SOURCE TEXT >>
[PATCH v5 0/1] Subject: x86/resctrl: Fix task CLOSID update race

The Linux Kernel Mailing List
 help / color / mirror / Atom feed

* [PATCH v5 0/1] Subject: x86/resctrl: Fix task CLOSID update race
@ 2022-12-14 11:44 Peter Newman
  2022-12-14 11:44 ` [PATCH v5 1/1] x86/resctrl: Fix task CLOSID/RMID " Peter Newman
  0 siblings, 1 reply; 6+ messages in thread
From: Peter Newman @ 2022-12-14 11:44 UTC (permalink / raw)
  To: reinette.chatre, fenghua.yu
  Cc: bp, derkling, eranian, hpa, james.morse, jannh, kpsingh,
	linux-kernel, mingo, tglx, x86, Peter Newman

Hi Reinette, Fenghua,

Now that we know there is a full barrier in context switch and that
smp_mb() on every task in a group update isn't nearly as expensive as
task_call_func(), I can present you a much smaller fix.

SET PROBLEM 1 >>
In the listing, begin at the line that has "task: provide the mask of every instance of the microphone" and stop after the line that has "M 59 144 L 64". Write those lines out again, requests included, but shift every coordinate in the outline answers up by 48.

[Contour labeling entries]

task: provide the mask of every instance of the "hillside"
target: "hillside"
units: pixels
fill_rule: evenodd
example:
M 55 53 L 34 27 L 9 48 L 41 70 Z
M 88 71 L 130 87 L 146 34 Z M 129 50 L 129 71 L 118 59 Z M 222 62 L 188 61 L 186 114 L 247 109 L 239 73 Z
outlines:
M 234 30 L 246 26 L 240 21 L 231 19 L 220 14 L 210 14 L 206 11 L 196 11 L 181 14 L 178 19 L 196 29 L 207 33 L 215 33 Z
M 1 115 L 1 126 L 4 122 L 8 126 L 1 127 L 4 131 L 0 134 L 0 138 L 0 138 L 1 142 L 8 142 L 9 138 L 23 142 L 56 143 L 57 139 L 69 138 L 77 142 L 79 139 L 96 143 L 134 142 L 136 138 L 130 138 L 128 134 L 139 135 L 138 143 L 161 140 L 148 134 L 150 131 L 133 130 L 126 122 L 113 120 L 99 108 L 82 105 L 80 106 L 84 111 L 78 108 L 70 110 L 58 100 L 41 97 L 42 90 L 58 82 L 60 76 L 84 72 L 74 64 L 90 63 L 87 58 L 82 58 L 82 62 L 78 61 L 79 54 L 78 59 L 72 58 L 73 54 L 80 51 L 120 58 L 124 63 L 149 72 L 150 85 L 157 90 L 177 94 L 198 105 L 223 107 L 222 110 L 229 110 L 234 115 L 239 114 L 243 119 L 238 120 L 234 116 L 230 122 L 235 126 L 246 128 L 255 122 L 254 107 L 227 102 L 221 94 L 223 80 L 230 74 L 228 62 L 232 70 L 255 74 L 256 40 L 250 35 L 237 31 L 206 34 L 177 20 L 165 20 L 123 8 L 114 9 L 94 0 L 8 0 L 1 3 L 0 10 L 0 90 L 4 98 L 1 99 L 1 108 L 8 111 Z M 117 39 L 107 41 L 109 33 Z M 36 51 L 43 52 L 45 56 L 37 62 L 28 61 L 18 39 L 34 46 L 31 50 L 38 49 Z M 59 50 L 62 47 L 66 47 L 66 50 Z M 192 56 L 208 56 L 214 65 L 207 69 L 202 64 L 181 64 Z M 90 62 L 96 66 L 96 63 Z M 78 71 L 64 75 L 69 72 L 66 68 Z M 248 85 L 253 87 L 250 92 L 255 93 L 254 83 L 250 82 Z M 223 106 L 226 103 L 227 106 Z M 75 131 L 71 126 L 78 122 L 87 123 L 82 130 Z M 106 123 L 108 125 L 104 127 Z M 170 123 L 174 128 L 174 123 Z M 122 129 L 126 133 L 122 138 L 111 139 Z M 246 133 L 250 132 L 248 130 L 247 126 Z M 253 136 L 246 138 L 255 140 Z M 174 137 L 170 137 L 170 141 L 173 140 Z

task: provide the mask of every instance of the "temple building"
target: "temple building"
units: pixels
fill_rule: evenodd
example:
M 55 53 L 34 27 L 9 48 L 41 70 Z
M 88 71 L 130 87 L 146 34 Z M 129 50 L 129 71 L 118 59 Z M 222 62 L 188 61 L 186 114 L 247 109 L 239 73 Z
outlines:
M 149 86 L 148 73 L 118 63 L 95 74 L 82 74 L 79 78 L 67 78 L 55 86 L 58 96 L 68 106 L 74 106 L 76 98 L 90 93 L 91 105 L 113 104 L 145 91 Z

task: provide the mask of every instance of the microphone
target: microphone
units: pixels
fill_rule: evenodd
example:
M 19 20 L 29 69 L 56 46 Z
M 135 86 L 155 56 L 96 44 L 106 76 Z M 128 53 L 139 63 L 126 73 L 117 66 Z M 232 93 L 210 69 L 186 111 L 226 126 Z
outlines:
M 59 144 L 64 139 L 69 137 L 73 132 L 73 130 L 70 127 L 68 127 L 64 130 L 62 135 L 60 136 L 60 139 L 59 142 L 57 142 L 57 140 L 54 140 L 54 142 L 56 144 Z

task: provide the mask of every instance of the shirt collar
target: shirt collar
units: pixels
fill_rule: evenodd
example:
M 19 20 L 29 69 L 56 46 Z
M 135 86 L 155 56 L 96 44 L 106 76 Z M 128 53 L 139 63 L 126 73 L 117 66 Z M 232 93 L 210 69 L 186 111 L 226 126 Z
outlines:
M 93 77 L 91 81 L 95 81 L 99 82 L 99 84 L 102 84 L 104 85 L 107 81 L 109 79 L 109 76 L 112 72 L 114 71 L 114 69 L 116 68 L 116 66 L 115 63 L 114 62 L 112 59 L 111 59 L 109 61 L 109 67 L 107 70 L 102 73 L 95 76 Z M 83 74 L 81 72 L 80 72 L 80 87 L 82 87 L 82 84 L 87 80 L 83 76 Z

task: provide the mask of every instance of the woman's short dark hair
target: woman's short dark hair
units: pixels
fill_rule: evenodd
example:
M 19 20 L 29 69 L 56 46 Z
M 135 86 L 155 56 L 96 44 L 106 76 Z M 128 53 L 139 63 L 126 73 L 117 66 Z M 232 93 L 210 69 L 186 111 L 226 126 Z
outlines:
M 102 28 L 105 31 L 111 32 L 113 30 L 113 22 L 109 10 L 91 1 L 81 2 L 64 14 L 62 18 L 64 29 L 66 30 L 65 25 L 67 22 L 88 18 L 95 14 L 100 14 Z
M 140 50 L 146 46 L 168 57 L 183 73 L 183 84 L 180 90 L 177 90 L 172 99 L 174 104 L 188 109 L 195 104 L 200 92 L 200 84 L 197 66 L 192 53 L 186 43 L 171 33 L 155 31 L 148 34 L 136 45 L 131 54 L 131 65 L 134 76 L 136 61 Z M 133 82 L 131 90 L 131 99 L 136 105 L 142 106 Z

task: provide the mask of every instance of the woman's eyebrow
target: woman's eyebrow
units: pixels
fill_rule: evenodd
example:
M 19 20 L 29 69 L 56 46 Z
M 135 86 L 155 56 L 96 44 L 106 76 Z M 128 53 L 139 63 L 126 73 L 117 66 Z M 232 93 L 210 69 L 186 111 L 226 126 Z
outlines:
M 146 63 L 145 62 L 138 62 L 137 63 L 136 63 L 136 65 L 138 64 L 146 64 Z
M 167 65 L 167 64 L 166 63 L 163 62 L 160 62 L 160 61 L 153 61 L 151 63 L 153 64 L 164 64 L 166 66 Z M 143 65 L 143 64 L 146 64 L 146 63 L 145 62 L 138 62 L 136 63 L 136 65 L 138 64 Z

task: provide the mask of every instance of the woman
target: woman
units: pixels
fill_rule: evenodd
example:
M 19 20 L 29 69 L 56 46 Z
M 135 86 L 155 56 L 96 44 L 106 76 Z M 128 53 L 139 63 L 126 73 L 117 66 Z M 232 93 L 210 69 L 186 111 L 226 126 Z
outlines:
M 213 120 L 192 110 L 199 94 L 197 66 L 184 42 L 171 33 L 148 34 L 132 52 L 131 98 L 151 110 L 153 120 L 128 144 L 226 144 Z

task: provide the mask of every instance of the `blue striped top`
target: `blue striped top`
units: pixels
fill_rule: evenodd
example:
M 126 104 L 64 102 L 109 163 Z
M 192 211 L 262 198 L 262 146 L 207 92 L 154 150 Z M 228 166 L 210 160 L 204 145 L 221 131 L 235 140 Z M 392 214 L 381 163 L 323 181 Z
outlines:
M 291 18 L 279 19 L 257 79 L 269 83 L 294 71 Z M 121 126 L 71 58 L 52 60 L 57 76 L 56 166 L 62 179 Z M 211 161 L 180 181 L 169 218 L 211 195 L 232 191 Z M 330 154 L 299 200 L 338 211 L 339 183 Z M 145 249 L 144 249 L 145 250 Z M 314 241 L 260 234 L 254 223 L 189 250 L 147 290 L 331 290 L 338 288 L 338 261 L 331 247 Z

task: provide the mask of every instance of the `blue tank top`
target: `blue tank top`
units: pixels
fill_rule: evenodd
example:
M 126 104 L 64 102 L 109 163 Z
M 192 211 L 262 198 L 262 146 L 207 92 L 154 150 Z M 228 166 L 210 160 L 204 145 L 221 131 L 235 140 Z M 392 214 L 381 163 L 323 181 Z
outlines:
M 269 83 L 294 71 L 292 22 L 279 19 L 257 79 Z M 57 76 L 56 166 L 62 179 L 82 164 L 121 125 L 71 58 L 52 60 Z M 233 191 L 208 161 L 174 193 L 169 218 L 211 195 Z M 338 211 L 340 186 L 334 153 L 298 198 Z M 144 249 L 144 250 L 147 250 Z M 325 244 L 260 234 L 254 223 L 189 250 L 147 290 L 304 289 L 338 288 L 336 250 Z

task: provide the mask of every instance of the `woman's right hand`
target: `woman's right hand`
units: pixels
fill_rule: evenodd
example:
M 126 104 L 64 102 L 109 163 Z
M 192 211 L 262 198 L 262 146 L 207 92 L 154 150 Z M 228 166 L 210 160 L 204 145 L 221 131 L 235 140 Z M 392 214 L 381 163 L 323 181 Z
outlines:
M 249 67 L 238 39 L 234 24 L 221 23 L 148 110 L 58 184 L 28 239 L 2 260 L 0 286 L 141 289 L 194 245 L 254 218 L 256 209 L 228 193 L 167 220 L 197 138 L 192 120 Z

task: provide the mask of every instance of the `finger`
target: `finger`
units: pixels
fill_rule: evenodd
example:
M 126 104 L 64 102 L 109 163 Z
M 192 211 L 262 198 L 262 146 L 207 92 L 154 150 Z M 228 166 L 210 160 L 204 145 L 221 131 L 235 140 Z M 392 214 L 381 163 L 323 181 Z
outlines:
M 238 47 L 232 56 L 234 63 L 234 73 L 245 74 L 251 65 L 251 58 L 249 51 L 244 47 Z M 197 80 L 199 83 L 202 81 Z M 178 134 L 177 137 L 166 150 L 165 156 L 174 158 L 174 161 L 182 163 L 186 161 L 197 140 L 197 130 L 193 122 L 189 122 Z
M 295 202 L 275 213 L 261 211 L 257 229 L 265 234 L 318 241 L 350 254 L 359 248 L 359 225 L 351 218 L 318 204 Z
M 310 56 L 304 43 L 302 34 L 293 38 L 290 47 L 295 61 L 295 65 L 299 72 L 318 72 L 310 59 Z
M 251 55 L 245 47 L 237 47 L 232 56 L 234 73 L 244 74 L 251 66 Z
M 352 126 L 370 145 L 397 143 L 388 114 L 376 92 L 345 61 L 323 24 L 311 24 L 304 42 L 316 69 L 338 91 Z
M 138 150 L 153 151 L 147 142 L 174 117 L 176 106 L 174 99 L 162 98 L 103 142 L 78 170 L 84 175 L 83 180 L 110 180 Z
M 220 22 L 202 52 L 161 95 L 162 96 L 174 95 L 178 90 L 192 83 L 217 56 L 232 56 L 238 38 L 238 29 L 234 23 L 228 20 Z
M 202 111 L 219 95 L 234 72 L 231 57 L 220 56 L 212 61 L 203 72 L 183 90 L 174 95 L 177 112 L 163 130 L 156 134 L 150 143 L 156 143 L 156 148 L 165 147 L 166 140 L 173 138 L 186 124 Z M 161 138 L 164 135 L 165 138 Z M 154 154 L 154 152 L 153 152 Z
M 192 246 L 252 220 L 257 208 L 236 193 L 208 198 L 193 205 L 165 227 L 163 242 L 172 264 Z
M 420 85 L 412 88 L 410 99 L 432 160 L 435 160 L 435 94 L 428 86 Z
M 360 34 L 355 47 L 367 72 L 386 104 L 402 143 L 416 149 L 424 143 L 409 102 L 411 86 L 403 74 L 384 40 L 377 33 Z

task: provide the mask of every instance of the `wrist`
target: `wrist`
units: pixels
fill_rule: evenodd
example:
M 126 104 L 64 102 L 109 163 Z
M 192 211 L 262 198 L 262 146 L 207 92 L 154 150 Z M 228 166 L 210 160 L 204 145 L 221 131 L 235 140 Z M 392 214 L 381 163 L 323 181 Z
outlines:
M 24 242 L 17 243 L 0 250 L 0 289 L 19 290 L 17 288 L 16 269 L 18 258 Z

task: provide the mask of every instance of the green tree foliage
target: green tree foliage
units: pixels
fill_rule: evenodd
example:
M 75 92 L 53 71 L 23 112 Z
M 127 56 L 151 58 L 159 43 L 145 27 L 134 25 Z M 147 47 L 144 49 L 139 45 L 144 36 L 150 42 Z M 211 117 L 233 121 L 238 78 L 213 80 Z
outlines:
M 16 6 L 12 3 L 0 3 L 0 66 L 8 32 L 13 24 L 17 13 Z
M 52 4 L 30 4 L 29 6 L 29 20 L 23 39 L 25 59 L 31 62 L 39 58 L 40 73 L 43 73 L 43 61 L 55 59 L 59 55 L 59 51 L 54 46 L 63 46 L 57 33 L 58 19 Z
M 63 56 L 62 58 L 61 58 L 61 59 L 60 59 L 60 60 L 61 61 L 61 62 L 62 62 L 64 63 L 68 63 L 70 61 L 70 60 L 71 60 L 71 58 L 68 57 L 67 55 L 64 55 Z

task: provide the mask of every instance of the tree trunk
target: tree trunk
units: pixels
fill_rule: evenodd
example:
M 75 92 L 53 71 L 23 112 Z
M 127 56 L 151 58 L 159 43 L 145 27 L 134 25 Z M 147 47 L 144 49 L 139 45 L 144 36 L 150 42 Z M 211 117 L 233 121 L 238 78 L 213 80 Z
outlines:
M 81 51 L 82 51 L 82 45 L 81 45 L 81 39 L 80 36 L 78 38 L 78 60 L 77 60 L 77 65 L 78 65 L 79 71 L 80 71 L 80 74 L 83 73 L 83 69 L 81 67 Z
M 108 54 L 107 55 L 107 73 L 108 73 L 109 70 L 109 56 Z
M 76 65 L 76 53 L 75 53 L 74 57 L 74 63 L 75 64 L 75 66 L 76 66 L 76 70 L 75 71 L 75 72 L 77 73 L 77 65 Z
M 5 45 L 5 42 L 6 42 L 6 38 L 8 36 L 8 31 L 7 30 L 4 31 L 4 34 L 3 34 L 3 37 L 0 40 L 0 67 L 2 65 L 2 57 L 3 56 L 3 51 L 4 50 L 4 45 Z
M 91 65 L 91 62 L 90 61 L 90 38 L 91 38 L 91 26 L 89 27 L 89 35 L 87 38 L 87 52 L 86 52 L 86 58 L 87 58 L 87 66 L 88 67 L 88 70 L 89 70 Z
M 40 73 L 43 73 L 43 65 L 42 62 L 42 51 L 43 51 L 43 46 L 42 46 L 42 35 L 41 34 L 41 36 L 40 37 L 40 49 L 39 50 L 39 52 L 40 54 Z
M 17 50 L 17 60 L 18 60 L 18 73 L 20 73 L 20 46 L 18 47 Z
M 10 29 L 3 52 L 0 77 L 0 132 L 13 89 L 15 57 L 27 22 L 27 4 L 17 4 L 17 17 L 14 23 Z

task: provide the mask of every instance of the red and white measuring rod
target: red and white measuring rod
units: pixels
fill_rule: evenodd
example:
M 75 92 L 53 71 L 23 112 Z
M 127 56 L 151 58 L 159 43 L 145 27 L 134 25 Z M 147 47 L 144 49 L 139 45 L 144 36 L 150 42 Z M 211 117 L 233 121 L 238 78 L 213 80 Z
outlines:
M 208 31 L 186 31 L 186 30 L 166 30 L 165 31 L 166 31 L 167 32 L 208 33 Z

SET PROBLEM 2 >>
Answer these questions from the resctrl patch message:
(a) On what date was the message sent?
(b) Whom does the greeting address?
(c) Which function does the author say is much more expensive than smp_mb() on every task in a group update?

RESULT 1 >>
task: provide the mask of every instance of the microphone
target: microphone
units: pixels
fill_rule: evenodd
example:
M 19 20 L 29 69 L 56 46 Z
M 135 86 L 155 56 L 96 44 L 106 76 Z M 128 53 L 139 63 L 126 73 L 117 66 Z M 232 93 L 210 69 L 186 111 L 226 126 Z
outlines:
M 107 192 L 112 187 L 117 185 L 121 180 L 121 178 L 118 175 L 116 175 L 112 178 L 110 183 L 108 184 L 108 187 L 107 190 L 105 190 L 105 188 L 102 188 L 102 190 L 104 192 Z

RESULT 2 >>
(a) 2022-12-14
(b) Reinette and Fenghua
(c) task_call_func()